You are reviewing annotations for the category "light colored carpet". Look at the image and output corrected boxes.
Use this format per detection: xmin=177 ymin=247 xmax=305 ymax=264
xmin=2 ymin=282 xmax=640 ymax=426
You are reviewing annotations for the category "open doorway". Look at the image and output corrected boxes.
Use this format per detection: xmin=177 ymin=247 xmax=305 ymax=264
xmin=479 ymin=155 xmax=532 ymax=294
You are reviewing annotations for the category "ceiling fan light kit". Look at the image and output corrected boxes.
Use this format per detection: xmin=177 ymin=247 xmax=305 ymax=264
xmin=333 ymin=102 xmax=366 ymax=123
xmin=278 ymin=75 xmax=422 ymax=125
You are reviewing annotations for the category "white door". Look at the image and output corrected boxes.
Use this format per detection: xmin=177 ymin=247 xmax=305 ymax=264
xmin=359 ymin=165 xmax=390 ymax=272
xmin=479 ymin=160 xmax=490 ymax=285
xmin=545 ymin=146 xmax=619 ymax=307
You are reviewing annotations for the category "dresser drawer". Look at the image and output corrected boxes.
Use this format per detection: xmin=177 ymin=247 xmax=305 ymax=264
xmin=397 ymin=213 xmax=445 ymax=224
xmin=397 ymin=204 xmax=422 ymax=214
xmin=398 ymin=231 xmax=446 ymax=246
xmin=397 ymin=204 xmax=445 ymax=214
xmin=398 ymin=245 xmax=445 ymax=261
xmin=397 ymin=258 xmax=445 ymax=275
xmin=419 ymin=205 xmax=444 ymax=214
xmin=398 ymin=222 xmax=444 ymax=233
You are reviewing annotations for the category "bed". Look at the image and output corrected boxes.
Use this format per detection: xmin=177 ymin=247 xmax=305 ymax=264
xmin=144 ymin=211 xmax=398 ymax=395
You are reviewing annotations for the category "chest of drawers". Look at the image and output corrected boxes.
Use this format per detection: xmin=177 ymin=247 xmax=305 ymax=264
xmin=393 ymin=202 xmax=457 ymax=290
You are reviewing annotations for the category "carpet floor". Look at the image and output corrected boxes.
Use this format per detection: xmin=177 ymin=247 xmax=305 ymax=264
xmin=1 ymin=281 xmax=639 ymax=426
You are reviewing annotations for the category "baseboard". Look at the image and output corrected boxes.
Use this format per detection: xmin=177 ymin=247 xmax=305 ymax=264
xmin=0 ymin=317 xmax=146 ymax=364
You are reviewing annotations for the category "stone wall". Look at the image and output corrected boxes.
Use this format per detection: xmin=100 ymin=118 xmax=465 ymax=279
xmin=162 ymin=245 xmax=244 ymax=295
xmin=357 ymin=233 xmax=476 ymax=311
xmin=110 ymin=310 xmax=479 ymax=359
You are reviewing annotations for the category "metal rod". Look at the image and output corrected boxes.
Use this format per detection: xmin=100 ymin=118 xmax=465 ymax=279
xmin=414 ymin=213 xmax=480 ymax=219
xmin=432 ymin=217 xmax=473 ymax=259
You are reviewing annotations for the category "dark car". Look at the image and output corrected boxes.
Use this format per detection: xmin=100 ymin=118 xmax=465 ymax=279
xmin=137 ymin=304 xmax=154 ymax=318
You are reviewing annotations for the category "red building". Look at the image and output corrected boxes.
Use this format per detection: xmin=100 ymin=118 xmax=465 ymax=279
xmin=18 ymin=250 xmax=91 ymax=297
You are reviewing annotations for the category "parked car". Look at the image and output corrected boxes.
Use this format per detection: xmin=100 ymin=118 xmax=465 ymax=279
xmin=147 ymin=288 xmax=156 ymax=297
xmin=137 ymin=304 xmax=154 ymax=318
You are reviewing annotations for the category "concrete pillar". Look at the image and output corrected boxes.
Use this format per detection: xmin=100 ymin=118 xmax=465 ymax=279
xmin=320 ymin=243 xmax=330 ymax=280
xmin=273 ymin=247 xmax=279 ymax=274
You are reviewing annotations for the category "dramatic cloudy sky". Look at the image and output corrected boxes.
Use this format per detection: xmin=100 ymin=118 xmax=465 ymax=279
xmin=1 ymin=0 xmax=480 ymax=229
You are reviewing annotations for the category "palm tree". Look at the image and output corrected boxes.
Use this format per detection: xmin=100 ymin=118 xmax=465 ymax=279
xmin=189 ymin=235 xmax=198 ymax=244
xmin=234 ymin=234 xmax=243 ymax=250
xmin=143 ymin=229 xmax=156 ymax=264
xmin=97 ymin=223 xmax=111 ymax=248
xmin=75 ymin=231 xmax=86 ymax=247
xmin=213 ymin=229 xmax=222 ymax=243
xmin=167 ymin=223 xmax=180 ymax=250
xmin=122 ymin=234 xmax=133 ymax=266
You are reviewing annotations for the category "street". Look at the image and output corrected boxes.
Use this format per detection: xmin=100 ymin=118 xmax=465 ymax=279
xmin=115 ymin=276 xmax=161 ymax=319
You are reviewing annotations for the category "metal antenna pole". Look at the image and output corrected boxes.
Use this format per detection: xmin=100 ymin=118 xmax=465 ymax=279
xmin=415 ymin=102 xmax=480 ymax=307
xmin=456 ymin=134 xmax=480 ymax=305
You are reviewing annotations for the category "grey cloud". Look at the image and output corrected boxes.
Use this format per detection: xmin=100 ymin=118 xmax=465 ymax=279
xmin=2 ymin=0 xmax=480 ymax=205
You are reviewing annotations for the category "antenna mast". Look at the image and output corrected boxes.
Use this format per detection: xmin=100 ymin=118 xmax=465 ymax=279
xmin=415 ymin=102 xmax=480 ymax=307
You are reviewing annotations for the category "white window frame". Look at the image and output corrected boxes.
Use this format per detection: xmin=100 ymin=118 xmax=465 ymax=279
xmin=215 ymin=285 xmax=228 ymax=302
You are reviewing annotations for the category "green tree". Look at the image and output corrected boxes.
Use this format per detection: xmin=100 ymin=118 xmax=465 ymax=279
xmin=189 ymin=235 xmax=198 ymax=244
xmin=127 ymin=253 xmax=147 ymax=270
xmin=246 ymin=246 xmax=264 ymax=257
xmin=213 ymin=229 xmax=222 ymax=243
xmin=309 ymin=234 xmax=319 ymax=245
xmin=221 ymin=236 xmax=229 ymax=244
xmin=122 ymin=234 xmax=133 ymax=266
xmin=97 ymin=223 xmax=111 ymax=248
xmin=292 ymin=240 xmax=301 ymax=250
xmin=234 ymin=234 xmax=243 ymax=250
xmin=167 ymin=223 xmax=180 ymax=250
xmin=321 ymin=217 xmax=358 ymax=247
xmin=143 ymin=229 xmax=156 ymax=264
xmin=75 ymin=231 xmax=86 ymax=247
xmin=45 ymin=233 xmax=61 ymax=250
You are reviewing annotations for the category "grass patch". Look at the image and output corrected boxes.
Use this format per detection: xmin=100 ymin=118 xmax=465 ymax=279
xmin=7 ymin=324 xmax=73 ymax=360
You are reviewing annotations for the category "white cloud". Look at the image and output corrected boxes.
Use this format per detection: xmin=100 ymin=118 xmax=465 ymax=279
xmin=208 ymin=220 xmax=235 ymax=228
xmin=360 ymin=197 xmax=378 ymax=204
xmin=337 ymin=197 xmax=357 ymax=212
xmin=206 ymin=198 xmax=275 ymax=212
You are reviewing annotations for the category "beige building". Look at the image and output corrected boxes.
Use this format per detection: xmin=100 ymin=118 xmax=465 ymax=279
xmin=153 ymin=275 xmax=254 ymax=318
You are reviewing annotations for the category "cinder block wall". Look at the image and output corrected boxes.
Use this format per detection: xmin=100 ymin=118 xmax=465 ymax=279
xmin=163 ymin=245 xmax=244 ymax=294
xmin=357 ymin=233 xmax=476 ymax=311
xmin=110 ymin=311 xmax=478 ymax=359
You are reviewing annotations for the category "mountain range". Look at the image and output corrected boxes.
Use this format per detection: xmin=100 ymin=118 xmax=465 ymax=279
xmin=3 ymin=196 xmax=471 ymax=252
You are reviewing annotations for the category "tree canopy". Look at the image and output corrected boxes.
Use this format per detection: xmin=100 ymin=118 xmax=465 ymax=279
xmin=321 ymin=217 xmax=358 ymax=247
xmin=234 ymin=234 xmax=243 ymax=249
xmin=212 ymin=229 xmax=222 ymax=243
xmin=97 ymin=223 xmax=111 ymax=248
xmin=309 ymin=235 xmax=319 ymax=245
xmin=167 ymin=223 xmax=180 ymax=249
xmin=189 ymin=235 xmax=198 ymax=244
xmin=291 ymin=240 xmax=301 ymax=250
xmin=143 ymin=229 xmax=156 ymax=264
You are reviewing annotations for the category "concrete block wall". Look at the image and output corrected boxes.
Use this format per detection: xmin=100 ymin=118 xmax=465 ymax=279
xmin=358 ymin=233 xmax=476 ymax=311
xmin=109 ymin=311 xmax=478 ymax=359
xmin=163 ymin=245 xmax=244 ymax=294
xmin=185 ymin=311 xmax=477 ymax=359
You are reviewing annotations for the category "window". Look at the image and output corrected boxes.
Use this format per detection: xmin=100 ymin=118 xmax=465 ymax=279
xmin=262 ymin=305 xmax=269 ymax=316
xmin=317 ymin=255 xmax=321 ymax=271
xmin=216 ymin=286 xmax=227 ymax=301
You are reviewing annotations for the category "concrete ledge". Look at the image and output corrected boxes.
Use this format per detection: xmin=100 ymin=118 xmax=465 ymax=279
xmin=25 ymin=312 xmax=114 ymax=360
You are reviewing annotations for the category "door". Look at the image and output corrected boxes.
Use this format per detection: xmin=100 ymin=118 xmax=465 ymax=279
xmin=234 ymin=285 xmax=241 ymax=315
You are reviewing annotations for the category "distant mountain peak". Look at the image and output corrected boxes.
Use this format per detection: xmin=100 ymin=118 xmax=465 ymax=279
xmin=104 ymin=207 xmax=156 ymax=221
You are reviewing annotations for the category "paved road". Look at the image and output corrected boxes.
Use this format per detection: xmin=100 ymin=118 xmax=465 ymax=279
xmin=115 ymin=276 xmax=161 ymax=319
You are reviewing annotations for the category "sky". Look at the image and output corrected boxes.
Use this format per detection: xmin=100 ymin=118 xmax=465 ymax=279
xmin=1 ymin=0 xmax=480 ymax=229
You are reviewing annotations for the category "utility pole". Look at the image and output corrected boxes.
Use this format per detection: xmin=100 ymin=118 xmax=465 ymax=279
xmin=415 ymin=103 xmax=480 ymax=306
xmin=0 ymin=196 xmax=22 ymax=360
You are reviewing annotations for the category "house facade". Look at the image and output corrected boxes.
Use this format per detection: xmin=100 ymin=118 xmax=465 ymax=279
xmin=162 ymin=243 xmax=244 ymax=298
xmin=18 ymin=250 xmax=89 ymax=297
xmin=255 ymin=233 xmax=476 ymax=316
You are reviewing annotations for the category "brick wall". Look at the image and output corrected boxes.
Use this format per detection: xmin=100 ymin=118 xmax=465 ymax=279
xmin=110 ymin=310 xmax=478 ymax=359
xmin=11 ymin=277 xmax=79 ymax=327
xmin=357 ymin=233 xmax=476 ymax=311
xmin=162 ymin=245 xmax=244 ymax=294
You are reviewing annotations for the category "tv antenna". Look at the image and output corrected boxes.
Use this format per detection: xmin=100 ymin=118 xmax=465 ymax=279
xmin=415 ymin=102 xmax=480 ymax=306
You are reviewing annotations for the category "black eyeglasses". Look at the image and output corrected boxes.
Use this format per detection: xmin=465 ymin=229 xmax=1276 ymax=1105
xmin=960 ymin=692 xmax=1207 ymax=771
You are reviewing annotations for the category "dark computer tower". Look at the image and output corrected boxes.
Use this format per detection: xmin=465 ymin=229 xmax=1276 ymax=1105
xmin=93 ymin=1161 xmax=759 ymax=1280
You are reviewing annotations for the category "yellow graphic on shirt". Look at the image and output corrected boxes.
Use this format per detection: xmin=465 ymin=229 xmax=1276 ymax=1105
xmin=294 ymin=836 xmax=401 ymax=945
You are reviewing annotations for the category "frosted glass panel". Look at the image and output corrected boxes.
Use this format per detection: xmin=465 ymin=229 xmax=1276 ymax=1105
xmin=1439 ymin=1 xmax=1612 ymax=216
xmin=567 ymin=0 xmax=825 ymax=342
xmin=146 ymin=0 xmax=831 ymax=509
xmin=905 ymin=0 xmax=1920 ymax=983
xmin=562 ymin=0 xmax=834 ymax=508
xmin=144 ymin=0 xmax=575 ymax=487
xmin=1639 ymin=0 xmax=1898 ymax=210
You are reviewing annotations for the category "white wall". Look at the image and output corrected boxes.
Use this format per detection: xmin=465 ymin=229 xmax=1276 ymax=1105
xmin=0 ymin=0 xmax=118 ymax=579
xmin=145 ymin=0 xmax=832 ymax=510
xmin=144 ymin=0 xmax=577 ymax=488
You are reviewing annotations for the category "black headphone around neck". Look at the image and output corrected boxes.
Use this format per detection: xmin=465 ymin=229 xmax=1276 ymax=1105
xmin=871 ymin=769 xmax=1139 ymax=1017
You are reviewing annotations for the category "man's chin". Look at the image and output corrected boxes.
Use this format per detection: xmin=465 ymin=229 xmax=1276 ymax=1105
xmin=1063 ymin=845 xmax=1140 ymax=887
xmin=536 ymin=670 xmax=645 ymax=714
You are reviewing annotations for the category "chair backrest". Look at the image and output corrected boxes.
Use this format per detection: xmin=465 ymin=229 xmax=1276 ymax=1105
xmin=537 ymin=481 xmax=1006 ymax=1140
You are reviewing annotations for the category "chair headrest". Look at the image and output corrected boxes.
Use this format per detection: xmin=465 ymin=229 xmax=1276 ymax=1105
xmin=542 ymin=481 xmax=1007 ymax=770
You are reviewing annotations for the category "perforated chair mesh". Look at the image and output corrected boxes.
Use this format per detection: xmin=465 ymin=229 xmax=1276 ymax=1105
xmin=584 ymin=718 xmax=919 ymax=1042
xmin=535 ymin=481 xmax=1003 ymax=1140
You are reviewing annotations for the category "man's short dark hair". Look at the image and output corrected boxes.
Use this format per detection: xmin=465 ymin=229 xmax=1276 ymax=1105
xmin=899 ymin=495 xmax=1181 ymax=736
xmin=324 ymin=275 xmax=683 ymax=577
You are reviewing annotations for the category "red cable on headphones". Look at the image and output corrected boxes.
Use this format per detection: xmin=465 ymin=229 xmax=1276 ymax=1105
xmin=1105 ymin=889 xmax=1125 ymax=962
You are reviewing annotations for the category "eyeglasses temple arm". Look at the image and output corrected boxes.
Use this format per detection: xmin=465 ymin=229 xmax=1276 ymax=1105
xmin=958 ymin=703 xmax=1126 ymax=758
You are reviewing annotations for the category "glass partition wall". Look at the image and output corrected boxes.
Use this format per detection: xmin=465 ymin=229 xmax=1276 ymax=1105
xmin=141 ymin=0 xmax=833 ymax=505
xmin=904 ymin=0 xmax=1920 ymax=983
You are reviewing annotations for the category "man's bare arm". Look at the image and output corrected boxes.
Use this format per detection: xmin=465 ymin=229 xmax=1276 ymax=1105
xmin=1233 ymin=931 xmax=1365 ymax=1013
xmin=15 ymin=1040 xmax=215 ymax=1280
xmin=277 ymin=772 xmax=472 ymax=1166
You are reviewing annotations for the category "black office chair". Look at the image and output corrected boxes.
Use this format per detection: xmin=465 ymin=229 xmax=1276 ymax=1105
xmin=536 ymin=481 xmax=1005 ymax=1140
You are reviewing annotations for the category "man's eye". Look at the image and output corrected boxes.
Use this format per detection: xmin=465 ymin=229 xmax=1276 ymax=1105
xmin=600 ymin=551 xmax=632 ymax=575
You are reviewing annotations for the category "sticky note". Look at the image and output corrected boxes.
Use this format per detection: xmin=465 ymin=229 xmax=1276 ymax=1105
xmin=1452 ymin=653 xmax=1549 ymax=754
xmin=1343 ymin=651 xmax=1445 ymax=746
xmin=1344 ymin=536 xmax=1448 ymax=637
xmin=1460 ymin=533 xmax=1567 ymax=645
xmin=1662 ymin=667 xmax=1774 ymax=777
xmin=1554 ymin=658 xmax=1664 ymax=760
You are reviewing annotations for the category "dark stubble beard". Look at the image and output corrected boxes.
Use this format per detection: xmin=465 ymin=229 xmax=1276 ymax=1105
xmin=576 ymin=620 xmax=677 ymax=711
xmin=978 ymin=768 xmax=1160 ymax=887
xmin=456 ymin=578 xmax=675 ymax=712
━━━━━━━━━━
§ **What you are asked to do**
Looking at the entries above, copy out every line in which "eyeglasses" occurs.

§ **Answer to this exercise**
You are reviewing annotations for the category "black eyeglasses". Look at the image and output corrected boxes.
You are reviewing annotations for the category "eyeglasses temple arm". Look at the image and output corrected boxes.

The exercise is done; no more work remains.